Task to complete :: Could you reproduce the listing below word for word, from its first line to its last?

Given information ::

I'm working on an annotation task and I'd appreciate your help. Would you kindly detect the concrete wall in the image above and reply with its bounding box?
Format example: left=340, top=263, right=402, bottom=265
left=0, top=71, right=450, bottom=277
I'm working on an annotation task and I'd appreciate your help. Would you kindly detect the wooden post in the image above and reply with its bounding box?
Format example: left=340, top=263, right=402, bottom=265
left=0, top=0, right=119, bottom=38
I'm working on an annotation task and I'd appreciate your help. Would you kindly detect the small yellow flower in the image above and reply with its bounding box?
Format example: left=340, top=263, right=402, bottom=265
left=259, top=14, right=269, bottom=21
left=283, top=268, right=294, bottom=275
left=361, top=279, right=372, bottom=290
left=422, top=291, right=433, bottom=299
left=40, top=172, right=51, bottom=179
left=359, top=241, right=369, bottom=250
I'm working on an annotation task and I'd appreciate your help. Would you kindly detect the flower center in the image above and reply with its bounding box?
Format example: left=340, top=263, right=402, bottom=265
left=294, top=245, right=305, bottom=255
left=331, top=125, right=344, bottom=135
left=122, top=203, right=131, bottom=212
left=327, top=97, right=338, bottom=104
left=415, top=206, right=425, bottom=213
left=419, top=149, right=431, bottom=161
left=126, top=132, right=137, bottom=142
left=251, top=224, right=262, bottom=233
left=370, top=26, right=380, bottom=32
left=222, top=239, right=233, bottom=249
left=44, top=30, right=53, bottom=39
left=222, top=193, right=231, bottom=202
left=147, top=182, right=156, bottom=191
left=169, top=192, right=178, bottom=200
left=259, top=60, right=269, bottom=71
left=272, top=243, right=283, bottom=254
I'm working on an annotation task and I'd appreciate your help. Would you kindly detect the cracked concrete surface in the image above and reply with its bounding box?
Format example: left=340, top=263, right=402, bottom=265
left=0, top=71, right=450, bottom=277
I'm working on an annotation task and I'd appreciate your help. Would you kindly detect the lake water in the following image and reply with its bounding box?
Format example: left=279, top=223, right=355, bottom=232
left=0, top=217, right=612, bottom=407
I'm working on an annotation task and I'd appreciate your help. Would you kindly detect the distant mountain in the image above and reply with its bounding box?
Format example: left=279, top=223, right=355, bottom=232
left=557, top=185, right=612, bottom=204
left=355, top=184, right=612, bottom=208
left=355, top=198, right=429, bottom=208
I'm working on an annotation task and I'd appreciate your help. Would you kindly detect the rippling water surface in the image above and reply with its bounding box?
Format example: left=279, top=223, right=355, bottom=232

Solution ::
I'm working on an annotation task and I'd appreciate your help. Would you kindly detect the concrete wall in the image above and reply with its bounding box?
Format example: left=340, top=263, right=402, bottom=265
left=0, top=71, right=450, bottom=277
I'm working on an annotation task and I'd appreciate your help. Would you kindly detect the wooden post in the image above and reply with its bounding box?
Format example: left=340, top=263, right=402, bottom=265
left=0, top=0, right=119, bottom=38
I'm working on an annotation task and I'd appreciate your help. Would you kindly detect the small yellow flower in the image above and reply with its bounding box?
Format example: left=340, top=263, right=402, bottom=265
left=259, top=14, right=269, bottom=21
left=283, top=268, right=294, bottom=275
left=361, top=279, right=372, bottom=290
left=422, top=291, right=433, bottom=299
left=40, top=172, right=51, bottom=179
left=359, top=241, right=369, bottom=250
I'm working on an annotation task and I'd appreciate your help. Would you kindly detect the flower center in the image above and reply with its bounding box?
Format example: left=340, top=263, right=402, bottom=265
left=294, top=245, right=305, bottom=255
left=331, top=125, right=344, bottom=135
left=122, top=203, right=131, bottom=212
left=327, top=97, right=338, bottom=104
left=415, top=206, right=425, bottom=213
left=419, top=149, right=431, bottom=161
left=126, top=132, right=137, bottom=142
left=251, top=224, right=262, bottom=233
left=370, top=26, right=380, bottom=32
left=222, top=239, right=233, bottom=249
left=44, top=30, right=53, bottom=39
left=222, top=193, right=231, bottom=202
left=147, top=182, right=156, bottom=191
left=169, top=192, right=178, bottom=200
left=259, top=60, right=269, bottom=71
left=272, top=243, right=283, bottom=254
I'm working on an annotation task and I'd appreciate your help. Would you kindly detect the cracked concrete surface in the image above and reply with its bounding box?
Format example: left=340, top=263, right=402, bottom=265
left=0, top=71, right=450, bottom=277
I'm working on an annotation task and I'd appreciate your help. Would you kindly detect the lake water in the following image and reply with its bounding box?
Format example: left=279, top=223, right=355, bottom=232
left=0, top=217, right=612, bottom=407
I'm working on an annotation task and I'd appreciate your help. Would you kindly detect the distant mountain in the image above and reply with its bounding box?
Format example: left=279, top=223, right=355, bottom=232
left=557, top=185, right=612, bottom=204
left=355, top=184, right=612, bottom=208
left=355, top=198, right=429, bottom=208
I'm working on an annotation task and I'd appreciate your help. Would you kindly detect the rippling water surface in the image above and reply with its bounding box?
Format example: left=279, top=223, right=355, bottom=232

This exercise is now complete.